## [What you are asked to do]
Substitute "plowed brown field" for "bare brown field" in everything from the start of the entries down to the line containing "284), (821, 387)]", and reproduce only those lines with every other detail unchanged.

====== Record set ======

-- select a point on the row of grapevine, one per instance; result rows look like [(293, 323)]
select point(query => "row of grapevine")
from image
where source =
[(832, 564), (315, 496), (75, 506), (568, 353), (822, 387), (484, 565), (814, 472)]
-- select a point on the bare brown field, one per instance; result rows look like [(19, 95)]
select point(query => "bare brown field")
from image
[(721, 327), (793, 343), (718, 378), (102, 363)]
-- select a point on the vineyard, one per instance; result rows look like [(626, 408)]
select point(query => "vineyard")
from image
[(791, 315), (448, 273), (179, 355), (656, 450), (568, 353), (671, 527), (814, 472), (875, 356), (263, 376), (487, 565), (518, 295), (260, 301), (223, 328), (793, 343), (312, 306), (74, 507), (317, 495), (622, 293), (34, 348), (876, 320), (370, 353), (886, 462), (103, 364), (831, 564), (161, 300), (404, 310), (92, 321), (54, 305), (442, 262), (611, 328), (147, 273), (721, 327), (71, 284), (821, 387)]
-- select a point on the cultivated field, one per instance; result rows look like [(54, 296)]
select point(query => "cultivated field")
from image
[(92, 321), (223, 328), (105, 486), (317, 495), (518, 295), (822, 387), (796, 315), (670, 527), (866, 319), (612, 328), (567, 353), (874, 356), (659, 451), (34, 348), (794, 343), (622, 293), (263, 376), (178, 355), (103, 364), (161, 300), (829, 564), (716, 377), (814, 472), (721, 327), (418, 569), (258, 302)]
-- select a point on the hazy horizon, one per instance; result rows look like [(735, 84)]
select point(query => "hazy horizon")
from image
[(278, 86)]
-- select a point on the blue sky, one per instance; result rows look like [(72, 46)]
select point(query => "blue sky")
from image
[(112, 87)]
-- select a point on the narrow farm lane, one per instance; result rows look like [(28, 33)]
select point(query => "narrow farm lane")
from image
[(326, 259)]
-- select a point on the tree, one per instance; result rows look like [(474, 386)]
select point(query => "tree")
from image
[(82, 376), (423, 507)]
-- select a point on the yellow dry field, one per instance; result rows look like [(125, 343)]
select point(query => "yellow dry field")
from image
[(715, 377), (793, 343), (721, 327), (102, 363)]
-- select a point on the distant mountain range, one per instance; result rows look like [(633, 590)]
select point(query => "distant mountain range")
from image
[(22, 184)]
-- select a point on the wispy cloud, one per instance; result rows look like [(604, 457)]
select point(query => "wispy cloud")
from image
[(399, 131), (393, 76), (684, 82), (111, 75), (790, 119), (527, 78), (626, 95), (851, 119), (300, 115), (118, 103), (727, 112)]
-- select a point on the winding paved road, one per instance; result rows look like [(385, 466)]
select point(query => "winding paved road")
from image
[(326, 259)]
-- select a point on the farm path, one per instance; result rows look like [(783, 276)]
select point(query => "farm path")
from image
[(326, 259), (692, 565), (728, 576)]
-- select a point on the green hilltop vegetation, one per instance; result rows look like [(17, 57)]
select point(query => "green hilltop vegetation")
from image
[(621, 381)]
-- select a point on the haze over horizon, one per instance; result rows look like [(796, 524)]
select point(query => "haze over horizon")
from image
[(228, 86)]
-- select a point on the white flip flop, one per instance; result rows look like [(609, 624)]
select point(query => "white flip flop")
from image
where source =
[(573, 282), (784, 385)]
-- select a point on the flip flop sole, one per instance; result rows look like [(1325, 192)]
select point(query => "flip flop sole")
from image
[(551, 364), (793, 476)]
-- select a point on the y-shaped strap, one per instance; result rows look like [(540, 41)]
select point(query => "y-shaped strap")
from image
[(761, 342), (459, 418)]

======

## [Response below]
-- select a point on the row of grapevine, one per instance; result rows look like [(293, 323)]
select point(query => "row of grapevine")
from image
where source =
[(832, 564), (315, 496), (75, 506), (568, 353), (822, 387), (484, 565), (814, 472)]
-- select a point on the plowed brown field, one per instance; result rows look like [(19, 95)]
select point(query => "plowed brown field")
from image
[(721, 327), (793, 343), (718, 378), (102, 363)]
-- select a point on the vineyard, one per instance; result rows look like [(626, 408)]
select point(query => "vineyard")
from image
[(791, 315), (448, 273), (179, 355), (656, 450), (568, 353), (671, 527), (814, 472), (875, 356), (263, 376), (487, 565), (518, 295), (260, 301), (223, 328), (793, 343), (312, 306), (74, 507), (317, 495), (622, 293), (34, 348), (876, 320), (370, 353), (886, 462), (103, 364), (831, 564), (161, 300), (404, 310), (92, 321), (54, 305), (442, 262), (611, 328), (147, 273), (721, 327), (71, 284), (821, 387)]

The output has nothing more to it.